▶ **The problem**
Please gather each line in the items below that contains the string "folded".

(Raw records)

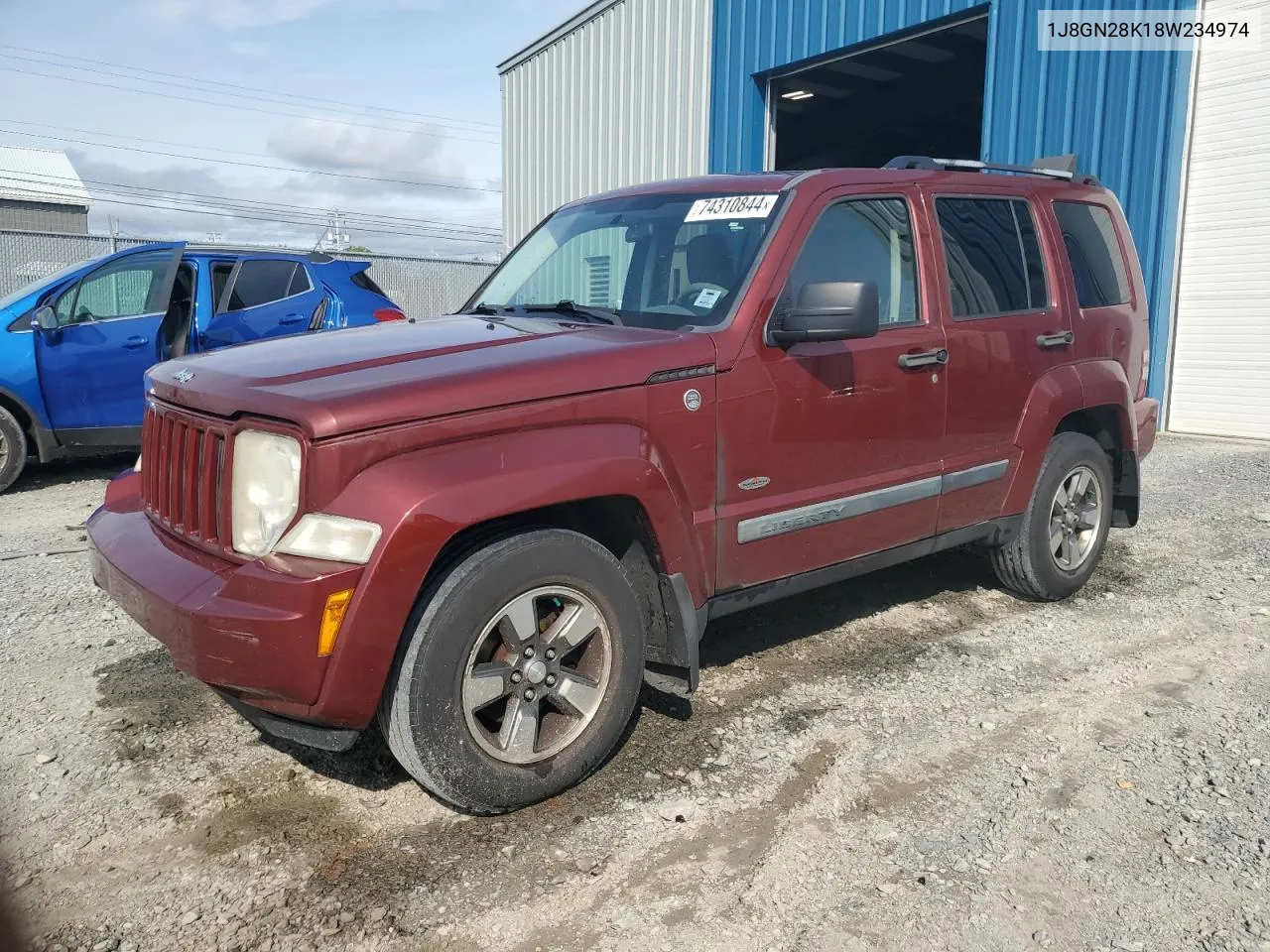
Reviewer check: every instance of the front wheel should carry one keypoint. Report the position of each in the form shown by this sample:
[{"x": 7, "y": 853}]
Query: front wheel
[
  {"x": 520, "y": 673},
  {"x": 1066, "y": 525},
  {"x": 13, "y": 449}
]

* * *

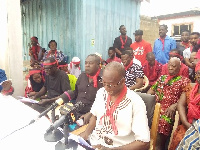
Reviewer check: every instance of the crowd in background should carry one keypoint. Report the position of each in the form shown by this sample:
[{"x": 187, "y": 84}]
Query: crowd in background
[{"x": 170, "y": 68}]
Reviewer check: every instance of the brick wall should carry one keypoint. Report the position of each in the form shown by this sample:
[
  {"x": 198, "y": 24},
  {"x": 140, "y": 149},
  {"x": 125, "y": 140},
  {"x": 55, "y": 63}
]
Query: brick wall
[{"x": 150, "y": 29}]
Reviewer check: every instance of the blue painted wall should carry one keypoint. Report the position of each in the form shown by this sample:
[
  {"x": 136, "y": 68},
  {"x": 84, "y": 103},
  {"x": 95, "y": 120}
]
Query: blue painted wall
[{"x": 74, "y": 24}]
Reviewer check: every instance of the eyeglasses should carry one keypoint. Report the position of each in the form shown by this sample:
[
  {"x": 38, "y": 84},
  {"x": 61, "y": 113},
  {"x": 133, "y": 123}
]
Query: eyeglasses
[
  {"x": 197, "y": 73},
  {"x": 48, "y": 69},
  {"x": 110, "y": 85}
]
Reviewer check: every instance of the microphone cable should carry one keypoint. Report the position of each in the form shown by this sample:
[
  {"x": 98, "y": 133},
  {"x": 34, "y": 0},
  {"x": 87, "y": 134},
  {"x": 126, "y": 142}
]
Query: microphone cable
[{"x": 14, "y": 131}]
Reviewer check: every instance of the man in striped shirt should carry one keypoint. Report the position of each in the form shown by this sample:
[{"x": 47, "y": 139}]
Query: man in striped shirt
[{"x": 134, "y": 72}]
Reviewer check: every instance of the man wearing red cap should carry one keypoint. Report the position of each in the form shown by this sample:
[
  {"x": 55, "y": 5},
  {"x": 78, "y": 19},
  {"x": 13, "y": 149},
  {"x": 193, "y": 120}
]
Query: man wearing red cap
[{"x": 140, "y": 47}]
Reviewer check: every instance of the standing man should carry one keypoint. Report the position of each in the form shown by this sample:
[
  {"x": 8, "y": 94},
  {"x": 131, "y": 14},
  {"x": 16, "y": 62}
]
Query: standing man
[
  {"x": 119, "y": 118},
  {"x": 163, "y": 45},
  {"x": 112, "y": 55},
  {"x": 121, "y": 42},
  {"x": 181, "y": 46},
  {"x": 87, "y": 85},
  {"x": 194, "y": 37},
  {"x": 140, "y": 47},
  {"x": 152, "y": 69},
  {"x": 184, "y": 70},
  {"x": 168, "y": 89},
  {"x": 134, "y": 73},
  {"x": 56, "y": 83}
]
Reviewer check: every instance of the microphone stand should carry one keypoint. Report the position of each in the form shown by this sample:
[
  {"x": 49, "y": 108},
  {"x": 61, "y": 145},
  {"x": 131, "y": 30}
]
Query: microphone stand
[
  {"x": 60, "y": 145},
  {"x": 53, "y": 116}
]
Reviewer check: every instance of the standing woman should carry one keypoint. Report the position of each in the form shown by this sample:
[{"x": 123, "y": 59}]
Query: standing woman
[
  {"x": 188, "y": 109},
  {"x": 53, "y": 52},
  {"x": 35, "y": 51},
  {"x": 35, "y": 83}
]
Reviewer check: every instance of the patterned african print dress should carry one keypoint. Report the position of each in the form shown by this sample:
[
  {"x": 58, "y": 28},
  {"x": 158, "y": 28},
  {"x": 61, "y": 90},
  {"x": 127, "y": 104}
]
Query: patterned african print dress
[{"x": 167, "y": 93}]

* * *

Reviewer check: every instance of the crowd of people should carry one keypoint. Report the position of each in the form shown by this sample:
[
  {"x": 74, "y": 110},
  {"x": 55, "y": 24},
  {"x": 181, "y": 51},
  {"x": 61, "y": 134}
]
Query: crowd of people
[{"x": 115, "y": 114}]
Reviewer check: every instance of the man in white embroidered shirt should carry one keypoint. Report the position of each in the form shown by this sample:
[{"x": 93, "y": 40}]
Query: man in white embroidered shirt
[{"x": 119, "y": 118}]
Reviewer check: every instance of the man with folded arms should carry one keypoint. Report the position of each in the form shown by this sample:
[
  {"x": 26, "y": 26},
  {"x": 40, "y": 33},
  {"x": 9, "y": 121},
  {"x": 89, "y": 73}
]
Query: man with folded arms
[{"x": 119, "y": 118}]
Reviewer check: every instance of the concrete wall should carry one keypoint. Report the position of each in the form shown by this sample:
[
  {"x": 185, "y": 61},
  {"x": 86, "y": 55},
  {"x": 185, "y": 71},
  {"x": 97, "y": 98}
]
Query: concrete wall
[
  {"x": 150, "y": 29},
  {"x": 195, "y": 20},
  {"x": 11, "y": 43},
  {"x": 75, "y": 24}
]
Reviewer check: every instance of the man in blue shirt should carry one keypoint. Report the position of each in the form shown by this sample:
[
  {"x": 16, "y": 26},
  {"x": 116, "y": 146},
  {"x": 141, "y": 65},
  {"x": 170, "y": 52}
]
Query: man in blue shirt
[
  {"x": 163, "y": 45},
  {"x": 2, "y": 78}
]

▶ **Expected answer**
Reviewer check: every instance of the man with folded arms should carry one keypoint. Report the position of each in the form shown by this sample:
Query: man with folded arms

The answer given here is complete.